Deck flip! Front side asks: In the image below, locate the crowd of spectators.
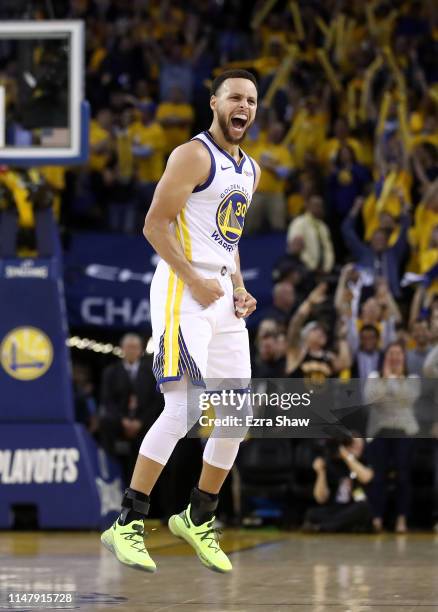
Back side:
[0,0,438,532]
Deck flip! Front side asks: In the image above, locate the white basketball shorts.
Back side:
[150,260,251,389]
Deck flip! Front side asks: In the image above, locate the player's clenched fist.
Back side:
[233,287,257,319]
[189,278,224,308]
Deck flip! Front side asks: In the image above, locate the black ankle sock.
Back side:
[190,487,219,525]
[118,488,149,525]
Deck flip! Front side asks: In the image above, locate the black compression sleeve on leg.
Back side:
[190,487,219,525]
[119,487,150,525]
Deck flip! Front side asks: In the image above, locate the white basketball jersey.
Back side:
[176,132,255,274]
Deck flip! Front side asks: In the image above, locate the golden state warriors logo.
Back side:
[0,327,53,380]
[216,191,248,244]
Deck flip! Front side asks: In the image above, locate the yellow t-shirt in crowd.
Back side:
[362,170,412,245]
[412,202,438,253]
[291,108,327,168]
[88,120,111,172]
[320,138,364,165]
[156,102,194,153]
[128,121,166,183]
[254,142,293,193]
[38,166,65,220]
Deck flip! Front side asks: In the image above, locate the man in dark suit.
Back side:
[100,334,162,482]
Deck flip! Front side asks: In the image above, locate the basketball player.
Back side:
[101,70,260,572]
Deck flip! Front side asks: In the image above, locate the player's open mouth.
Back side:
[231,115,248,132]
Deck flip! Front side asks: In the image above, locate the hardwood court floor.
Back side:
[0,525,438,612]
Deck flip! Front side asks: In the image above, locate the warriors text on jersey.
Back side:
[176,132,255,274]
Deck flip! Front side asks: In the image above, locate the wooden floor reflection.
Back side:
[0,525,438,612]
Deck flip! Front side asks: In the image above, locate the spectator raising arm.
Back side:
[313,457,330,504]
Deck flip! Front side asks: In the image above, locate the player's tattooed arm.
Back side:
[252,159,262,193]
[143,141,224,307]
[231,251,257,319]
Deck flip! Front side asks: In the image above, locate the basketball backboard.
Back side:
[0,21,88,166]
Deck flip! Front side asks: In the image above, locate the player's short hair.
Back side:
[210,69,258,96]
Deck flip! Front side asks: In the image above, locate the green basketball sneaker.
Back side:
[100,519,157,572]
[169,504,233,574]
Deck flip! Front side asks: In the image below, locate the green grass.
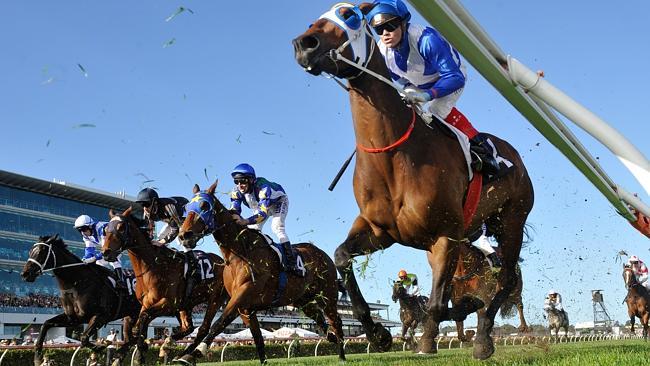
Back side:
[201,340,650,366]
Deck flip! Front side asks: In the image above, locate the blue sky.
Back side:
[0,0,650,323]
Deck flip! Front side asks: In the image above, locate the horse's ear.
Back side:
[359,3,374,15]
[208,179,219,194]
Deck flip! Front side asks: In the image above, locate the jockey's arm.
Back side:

* * * * *

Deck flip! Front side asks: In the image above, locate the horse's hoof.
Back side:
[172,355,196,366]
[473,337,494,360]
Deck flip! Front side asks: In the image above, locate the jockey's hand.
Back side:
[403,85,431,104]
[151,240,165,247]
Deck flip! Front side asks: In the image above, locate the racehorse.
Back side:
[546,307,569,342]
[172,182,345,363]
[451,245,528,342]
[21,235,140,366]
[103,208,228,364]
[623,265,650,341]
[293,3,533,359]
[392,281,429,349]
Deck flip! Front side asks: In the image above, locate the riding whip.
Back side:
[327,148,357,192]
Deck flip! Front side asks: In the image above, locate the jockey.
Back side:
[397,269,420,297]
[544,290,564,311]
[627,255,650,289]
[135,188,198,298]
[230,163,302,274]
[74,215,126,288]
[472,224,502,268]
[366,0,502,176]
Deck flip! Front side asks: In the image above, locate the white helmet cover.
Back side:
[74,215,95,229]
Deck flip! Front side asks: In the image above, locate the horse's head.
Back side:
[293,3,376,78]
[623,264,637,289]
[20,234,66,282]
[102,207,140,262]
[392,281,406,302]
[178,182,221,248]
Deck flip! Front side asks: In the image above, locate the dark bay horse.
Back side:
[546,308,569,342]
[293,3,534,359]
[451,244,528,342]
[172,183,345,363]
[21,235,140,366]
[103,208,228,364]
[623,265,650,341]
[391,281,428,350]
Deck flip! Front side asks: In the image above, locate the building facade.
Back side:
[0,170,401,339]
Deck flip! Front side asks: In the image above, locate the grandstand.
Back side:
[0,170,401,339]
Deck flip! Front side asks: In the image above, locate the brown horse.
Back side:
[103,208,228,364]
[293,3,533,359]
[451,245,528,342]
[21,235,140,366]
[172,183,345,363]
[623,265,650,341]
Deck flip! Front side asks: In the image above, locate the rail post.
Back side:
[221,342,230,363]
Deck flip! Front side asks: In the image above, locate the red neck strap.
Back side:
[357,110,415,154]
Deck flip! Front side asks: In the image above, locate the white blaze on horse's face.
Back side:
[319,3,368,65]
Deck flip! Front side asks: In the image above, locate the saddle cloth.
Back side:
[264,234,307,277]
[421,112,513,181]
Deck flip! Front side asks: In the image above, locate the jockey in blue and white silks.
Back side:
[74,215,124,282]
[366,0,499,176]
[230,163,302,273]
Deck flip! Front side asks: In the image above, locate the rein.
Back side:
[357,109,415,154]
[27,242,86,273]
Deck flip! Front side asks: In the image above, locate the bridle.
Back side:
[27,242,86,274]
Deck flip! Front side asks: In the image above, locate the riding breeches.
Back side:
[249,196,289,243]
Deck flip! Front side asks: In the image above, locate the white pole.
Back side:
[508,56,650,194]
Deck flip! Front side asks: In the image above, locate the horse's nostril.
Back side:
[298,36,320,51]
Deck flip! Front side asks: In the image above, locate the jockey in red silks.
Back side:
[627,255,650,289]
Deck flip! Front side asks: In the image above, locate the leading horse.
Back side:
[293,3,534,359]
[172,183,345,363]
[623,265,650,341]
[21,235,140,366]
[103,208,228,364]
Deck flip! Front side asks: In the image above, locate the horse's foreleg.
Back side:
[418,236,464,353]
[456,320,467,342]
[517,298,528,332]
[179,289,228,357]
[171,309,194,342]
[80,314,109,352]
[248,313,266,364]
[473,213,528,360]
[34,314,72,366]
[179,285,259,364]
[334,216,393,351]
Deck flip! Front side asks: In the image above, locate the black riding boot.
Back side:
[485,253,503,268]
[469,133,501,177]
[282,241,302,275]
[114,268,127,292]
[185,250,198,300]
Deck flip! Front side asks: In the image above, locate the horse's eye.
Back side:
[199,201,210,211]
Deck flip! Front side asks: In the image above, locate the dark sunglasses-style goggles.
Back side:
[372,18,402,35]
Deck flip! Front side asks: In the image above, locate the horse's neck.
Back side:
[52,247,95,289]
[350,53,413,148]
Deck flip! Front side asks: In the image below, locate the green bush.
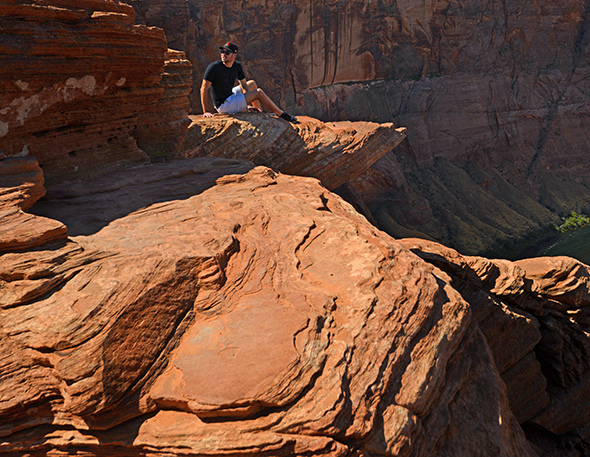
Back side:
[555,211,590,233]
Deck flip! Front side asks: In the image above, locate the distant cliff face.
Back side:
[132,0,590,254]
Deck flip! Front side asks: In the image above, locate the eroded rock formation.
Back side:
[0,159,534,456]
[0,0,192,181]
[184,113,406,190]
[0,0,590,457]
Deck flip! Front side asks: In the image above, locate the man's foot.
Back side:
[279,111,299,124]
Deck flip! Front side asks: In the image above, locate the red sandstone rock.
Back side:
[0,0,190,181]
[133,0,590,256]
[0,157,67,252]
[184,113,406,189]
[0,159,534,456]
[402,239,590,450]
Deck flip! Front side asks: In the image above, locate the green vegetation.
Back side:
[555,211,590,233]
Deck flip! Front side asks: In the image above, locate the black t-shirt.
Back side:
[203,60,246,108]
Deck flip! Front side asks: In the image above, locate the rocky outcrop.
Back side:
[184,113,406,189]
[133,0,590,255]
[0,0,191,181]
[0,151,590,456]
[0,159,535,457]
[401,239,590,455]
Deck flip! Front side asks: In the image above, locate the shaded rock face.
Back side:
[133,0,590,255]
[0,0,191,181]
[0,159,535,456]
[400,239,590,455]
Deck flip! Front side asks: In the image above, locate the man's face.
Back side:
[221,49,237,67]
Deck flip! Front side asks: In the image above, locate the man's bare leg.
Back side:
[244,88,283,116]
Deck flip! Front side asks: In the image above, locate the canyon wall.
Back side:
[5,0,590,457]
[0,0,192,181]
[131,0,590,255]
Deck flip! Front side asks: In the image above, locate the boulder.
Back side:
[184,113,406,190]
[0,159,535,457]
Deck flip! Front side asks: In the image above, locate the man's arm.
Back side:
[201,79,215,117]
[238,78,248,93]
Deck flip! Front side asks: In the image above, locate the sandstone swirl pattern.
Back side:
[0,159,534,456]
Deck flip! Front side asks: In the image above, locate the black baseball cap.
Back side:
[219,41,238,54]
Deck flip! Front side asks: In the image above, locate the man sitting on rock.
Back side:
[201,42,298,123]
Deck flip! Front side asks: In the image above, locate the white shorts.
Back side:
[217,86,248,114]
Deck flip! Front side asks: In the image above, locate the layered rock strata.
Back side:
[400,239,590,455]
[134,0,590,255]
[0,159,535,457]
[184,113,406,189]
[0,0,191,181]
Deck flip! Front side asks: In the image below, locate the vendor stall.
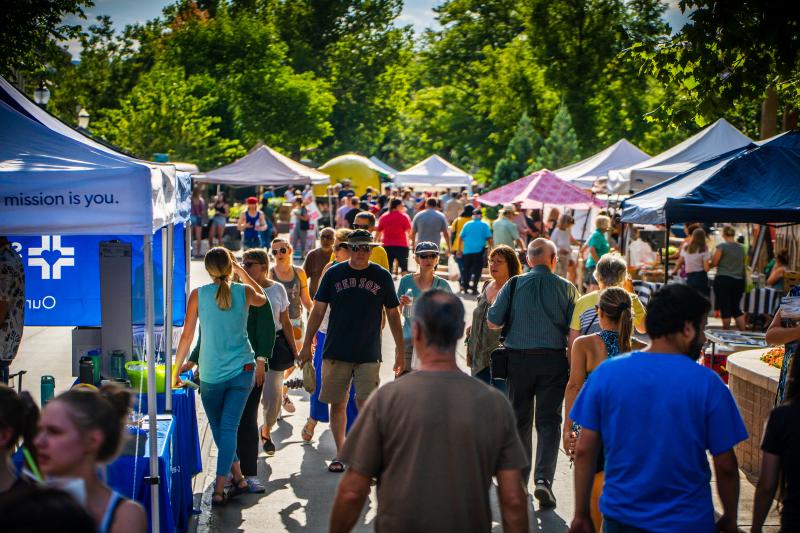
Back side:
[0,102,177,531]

* * * * *

* [AIM OF THE TASK]: Please give the part that opens with the line containing "locate the racehorse." and closes with the line containing "[366,0,502,176]" again, replacing "riding whip" with "racing whip" and leaving everything else unchanged.

* [ANSWER BELOW]:
Deck flip! Front side asks: In the image above, locate the racehorse.
Back side:
[546,307,569,342]
[172,182,345,363]
[451,245,528,342]
[21,235,140,366]
[103,208,228,364]
[623,265,650,341]
[293,3,533,359]
[392,281,429,349]
Deck flip! Front side asks: In the image above, locate the racing whip.
Back side:
[327,148,357,192]
Deck flip! Front side asks: In the image above, locate the jockey.
Back side:
[397,269,420,297]
[544,290,564,311]
[627,255,650,289]
[135,188,198,298]
[230,163,302,274]
[74,215,126,288]
[472,224,502,268]
[366,0,502,176]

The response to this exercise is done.